Consignes ▸
a) Répondez à ces questions sur le texte consacré au bistro :
(i) Au bout de combien de temps l'auteur fuit-il le bistro s'il n'y a pas que le patron et lui ?
(ii) Qui avait déjeuné à la table qui venait de se libérer ?
(iii) Qui s'est mis à hurler que la table était réservée ?
b) Prolongez le texte sur le bistro à partir de sa dernière phrase.

Texte ▸

#####

C’est histoire n’a évidemment aucun intérêt mais vous pouvez comprendre que l’entendre deux fois au cours du même apéro, ça m’a gavé. Je me suis donc décidé à partir, presque en jurant de ne jamais revenir, d’autant qu’il y avait le beauf de José, con comme une bite, qui racontait des bêtises. J’ai l’impression de partir énervé de ce bistro à chaque fois (relisez mon billet de dimanche dernier, tiens !). J’aime bien ce bistro, son patron, les personnages, mais au bout d’une demi-heure, s’il n’y pas que le patron et moi, voire Patrice, je fuis.

Des clients sont arrivés pour déjeuner. Le patron (enfin, son fils mais on s’en fout) leur a proposé une table qui venait de se libérer. C’est le vieux René qui y avait déjeuné (je l’aime bien mais il a des copains qui lui racontent ce que je dis dans le blog !). Ce vieux con de Roger s’est mis à hurler : « AH NON, HEIN, CA NE VA PAS RECOMMENCER, ON l’AVAIT RESERVEE. »


Je me demande ce que je fais avec ce con là.

#####

Données fournies ▸
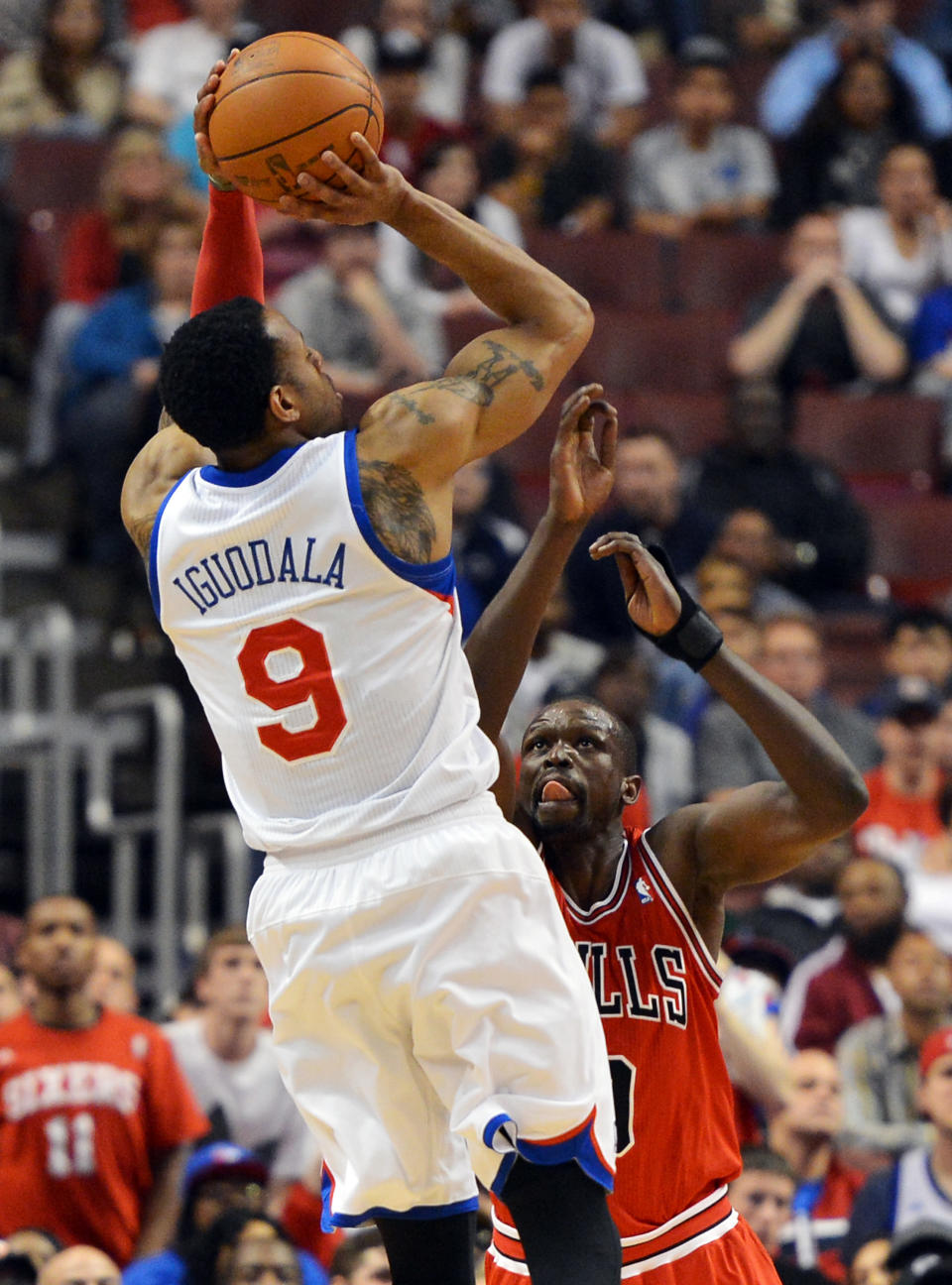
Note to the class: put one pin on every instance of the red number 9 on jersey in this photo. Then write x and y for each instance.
(313, 682)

#####

Réponses ▸
a)
(i) Au bout d'une demi-heure.
(ii) Le vieux René.
(iii) Roger.

b)
14 mars 2015

Des intrus au bistro

Armée de trolls devant la Comète
Ma journée fut moyenne, hier. Je suis arrivé en retard au travail vers 10h10 alors que j’avais une réunion à 10 et trois autres dans la journée, dont deux pour lesquelles il me fallait faire le compte rendu et mener les actions décidées, ce qui fait que j’ai quitté le bureau vers 19h45. N’allez pas dire « ah le pauvre il travaille beaucoup » : vous enlevez l’heure de déjeuner et les pauses diverses, ça fait une journée de moins de 8 heures. Mais fatigante. Ca m’apprendra à glander le matin… Le temps de boire un coup à côté du travail, je suis arrivé dans mon royaume vers 21h20. Il y avait là quelques sujets, de gauche à droite : Francis, un type qui passe tous les soirs boire un Ricard après avoir fait tous les bistros de l’avenue, « Chapeau », l’amant d’Odette, le vieux Joël, Odette et Geneviève.

Mon royaume ? Le comptoir de la Comète. Que des gens « de la bande », des personnages du blog, quoi ! Quelques personnes dinaient en salle et en terrasse. Joël racontait sa jeunesse aux serveurs Roger et Mehdi, un nouveau. Alors qu’on fait depuis une dizaine d’années la fermeture des bistros ensemble, je ne connaissais pas cette époque de sa vie. Je connaissais son enfance, mais pas la période entre elle et le milieu des années 70 quand il a commencé à bosser dans le spectacle. C’est assez rare, chez lui, ce n’est pas le genre de vieux qui ressassent des souvenirs. Ils rigolaient comme des madeleines. Du coup, je lui ai posé des questions, il m’a raconté.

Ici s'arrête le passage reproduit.